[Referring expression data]
....................

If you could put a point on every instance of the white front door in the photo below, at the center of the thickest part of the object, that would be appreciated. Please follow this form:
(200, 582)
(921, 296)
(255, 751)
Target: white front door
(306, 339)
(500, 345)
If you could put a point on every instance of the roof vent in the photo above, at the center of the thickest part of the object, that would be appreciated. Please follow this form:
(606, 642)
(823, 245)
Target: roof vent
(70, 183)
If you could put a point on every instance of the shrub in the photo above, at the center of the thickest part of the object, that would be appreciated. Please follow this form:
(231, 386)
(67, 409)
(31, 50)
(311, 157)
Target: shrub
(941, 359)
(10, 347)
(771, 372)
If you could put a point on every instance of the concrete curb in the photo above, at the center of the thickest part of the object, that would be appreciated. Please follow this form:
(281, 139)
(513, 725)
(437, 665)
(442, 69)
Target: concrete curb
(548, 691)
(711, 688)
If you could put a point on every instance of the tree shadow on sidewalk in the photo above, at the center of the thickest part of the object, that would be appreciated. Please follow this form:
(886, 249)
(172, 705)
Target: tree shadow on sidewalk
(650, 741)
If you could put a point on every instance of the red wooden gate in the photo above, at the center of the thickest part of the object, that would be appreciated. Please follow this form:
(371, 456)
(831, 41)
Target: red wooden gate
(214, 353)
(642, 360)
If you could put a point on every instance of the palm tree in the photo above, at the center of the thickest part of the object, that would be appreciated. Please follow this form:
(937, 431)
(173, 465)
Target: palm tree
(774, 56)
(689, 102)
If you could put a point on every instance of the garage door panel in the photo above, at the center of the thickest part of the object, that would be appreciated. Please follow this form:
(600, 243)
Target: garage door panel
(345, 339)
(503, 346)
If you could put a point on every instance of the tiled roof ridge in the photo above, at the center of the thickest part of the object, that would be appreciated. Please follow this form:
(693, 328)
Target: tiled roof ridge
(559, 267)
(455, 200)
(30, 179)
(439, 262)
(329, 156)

....................

### WORK INSTRUCTIONS
Above are some records. Print them all exactly.

### PROBLEM SOLUTION
If you could put a point on every instance of the white front door in the photo below, at the center of the thickest part of the object, that would be appreciated. Please follow this form:
(200, 582)
(921, 296)
(255, 751)
Target: white front door
(306, 339)
(500, 345)
If you could put a point on every instance of the roof vent in the photo above, at the center of the thickest part of the object, that would be appreciated. Please follow this form:
(606, 642)
(823, 245)
Target: roof vent
(70, 183)
If you could put a point on every instance of the shrub in the photo above, at the center of the thickest part of the object, that would be appreciated. Please follow this form:
(231, 386)
(67, 409)
(31, 50)
(311, 157)
Target: shrub
(941, 359)
(10, 347)
(771, 372)
If you could put a point on every instance of the concrete curb in the photo above, at the center of the thickest part of the object, that would be appreciated. Please follow this form:
(281, 139)
(513, 725)
(437, 665)
(442, 69)
Target: concrete curb
(548, 691)
(711, 688)
If you could put a point on every instance of the tree shadow on sidewalk in the photo above, at the center of the thickest part of the object, that would be appreciated. Please follow this form:
(886, 249)
(172, 705)
Target: tree shadow on sidewalk
(650, 741)
If you could put a point on every instance of the red wooden gate in the photo above, at the center of the thickest part of the object, that would be appreciated. Please follow this form:
(371, 456)
(831, 41)
Target: red wooden gate
(214, 353)
(642, 360)
If you could put a point on every instance of the palm tree in the photo above, at the center of the thickest part of the object, that would be appreciated. Please follow this form:
(937, 431)
(173, 465)
Target: palm tree
(774, 56)
(689, 102)
If you could put a point on every instance of the garage door panel in the photo above, at the center of the thickest part of the object, that would be appreciated. Please follow this form:
(600, 243)
Target: garage door panel
(345, 339)
(503, 346)
If you could put a point on every instance of the tiled roof ridge in the photo above, at the center of the thickest part of the object, that would be appreciated. Please follow this form:
(693, 328)
Target: tiled roof ridge
(559, 267)
(455, 200)
(30, 179)
(439, 262)
(329, 156)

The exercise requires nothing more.